## What is needed
Transcribe, without alteration, the line that includes "Our team would appreciate it if you could outline the building" and each line after it until the records end, omitting all that precede it.

Input data section start

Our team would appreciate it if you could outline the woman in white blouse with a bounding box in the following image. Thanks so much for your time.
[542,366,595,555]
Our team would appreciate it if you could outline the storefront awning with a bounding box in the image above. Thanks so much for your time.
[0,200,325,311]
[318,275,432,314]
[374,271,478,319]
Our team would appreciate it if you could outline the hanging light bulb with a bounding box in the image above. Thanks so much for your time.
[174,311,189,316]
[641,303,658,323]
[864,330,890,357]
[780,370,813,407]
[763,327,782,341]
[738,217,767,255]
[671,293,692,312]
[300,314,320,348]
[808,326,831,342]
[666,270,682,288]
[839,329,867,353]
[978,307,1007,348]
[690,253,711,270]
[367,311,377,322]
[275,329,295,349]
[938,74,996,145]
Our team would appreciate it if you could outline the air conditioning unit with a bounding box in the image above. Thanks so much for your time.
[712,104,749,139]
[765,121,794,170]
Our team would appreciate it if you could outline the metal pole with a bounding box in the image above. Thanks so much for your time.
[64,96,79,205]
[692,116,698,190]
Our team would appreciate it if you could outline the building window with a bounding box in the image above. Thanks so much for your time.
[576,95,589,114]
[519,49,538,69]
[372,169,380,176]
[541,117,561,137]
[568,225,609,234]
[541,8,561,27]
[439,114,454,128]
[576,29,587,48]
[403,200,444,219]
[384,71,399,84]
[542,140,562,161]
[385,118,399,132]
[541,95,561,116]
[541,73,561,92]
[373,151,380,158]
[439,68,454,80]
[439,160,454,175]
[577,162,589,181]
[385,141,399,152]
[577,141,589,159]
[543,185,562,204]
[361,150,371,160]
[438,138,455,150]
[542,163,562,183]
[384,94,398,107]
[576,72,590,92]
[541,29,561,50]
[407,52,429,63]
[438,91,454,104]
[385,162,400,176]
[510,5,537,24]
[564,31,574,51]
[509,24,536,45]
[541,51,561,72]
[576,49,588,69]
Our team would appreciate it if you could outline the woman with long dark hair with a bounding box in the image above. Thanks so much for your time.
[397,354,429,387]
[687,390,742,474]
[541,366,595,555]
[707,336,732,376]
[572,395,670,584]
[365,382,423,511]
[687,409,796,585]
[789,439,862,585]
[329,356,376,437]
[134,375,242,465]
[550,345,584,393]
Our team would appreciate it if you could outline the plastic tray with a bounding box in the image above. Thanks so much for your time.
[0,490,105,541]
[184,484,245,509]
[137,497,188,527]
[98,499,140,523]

Input data section end

## Result
Our team would appreciate it if you could outline the building window with a bounding box in the image above. Thanks so much for your time.
[576,95,589,114]
[519,49,538,69]
[372,169,380,176]
[541,117,561,137]
[568,225,609,234]
[541,8,561,27]
[439,114,454,128]
[576,29,587,48]
[403,200,444,219]
[384,71,399,84]
[542,140,562,161]
[385,118,399,132]
[541,95,561,116]
[541,73,561,92]
[373,151,380,158]
[439,68,454,80]
[439,160,454,175]
[577,162,589,181]
[385,141,399,152]
[577,141,589,159]
[543,185,562,204]
[361,150,371,160]
[438,138,455,150]
[542,163,562,183]
[384,94,398,107]
[576,72,590,92]
[541,29,561,50]
[407,52,429,63]
[438,91,454,104]
[385,162,400,176]
[510,5,537,24]
[564,31,574,51]
[509,24,536,45]
[541,51,561,72]
[576,49,588,69]
Our team would appreciate it if you could outline the woman with long dark hair with a bounding box in the image above. Thanks so much for your time.
[397,354,429,387]
[687,390,742,474]
[541,366,595,555]
[707,336,732,376]
[572,395,670,584]
[365,382,423,511]
[687,409,796,585]
[789,439,862,585]
[329,356,376,437]
[134,375,242,465]
[550,345,584,393]
Our team would appreciate it if you could outline the plastic tray with a bounding box in the image above. Thanks so much for your time.
[0,490,105,541]
[184,484,245,509]
[137,497,188,527]
[98,499,140,523]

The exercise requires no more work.